Table of Contents

• Coverage
• Dataset Description
  • Methods & Sampling
  • Data Processing Description
  • BCO-DMO Processing Description
  • Problem Description
• Data Files
• Supplemental Files
• Related Publications
• Related Datasets
• Parameters
• Instruments
• Deployments
• Project Information
• Funding

One pair of 1m² MOCNESS (Multiple Open Closing Nets with Environmental Sensor System) tows were performed during each cruise- one during the day, and one at night (MOCNESS, Wiebe et al, 1985). Nets with 150um mesh were used to better capture the smaller midwater zooplankton community in the region. Eight nets were fired in sequence along the upcast to capture spatially discrete zooplankton samples between 600m and the surface. While nets one, two, and three consistently targeted depths of 600-500m, 500m-400m, and 400-300m, depths for nets four through eight varied based on hydrographic features including the thermocline, deep chlorophyll maximum, and oxygen minimum zone (Maas et al, 2014, Steinberg et al, 2008).  Once onboard, samples were split in two using a Motoda splitter (Motoda, 1959)  with half preserved with sodium tetraborate buffered 4% formalin in seawater to be scanned with a ZooSCAN (Gorsky et al, 2010) and half placed in 95% undenatured ethanol for metabarcoding.

■ ■ ■

• OBJECTIVE:
Please answer these from the zooplankton sampling description above, one line each:
(a) What mesh size did the nets have?
(b) Which depth range did net two target?
(c) What was the metabarcoding half of each sample placed in?

• DATA SECTION:

■ ■ ■

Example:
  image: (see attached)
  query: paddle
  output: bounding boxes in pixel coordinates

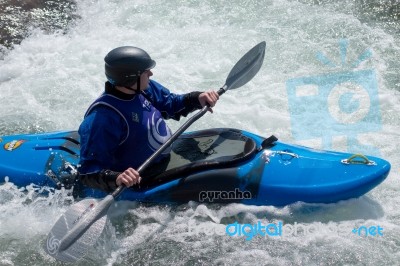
[44,42,265,262]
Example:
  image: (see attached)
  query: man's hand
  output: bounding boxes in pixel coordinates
[115,168,142,187]
[199,91,219,113]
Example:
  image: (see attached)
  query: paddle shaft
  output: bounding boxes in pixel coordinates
[48,42,265,259]
[111,84,227,198]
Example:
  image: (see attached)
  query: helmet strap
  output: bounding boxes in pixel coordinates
[124,72,141,94]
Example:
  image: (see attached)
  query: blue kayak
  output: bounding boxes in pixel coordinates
[0,128,390,206]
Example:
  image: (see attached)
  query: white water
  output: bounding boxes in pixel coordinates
[0,0,400,265]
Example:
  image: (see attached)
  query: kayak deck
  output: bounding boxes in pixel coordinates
[0,128,390,206]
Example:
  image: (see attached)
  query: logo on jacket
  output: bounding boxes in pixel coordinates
[132,112,139,123]
[147,113,172,154]
[143,99,151,111]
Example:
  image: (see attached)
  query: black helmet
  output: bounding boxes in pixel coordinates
[104,46,156,87]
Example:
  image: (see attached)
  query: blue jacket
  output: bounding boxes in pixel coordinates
[79,80,201,190]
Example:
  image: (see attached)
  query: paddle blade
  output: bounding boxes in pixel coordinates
[224,42,266,91]
[44,199,107,262]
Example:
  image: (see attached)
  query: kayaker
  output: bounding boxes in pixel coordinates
[78,46,219,192]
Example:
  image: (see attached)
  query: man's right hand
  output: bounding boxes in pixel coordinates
[116,168,142,187]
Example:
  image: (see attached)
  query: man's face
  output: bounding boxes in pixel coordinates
[140,69,153,90]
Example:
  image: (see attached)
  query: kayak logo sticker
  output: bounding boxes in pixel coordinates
[3,139,26,151]
[286,39,382,156]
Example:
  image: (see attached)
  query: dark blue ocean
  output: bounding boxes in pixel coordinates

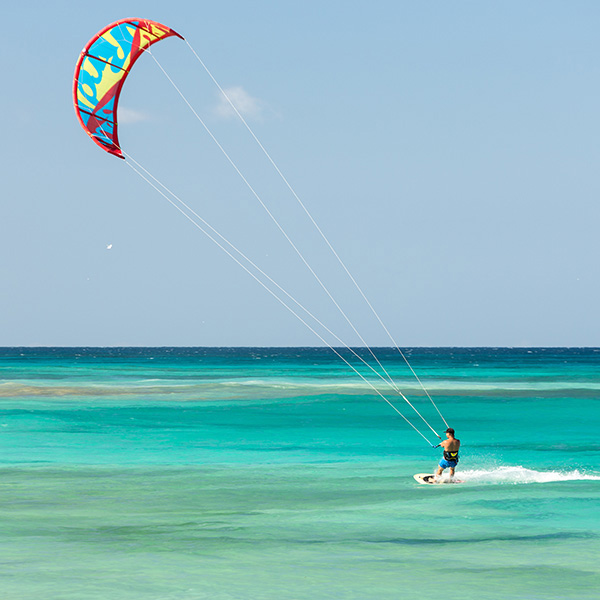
[0,348,600,600]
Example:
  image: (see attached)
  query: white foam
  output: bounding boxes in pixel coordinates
[456,466,600,484]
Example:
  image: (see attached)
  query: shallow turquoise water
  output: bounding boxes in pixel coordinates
[0,349,600,600]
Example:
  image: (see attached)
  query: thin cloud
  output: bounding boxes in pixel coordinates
[215,86,263,119]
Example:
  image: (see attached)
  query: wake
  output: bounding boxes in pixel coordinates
[456,467,600,484]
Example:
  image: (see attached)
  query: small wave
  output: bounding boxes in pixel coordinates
[457,467,600,484]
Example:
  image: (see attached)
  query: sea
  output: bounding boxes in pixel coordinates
[0,348,600,600]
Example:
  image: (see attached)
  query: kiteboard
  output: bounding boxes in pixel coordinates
[413,473,462,485]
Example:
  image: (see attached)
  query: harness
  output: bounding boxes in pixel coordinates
[444,450,458,462]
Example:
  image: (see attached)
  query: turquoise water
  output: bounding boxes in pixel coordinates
[0,348,600,600]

■ ■ ■

• WRITTEN SOLUTION:
(a) 150um
(b) 500m-400m
(c) 95% undenatured ethanol